* **Extracted data**:
▼▼▼
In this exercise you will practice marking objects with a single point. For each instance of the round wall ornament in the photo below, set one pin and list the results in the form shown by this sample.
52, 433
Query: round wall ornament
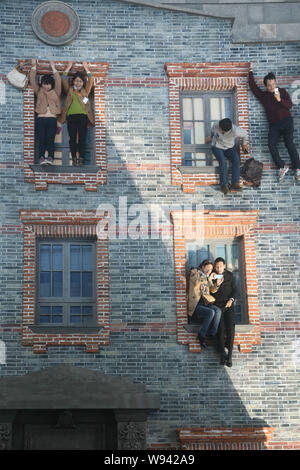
55, 23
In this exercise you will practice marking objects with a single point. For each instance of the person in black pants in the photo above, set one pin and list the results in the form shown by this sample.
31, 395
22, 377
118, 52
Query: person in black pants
277, 104
225, 298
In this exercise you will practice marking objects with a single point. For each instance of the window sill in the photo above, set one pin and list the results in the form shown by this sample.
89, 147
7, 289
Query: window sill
43, 329
194, 170
239, 328
65, 169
▲▲▲
From the records, copy out each line that includes the string "above".

* **Exercise output**:
In this exercise you will practice marking objects with a single point. For each instance of the person in black pants in the photo above, set one pin and list the results in the form shown by this sample.
In this exercise you will practice marking objects with a single point. For each instance of the window sill in the photo above, set one pin and list the results in the form shown by this sample.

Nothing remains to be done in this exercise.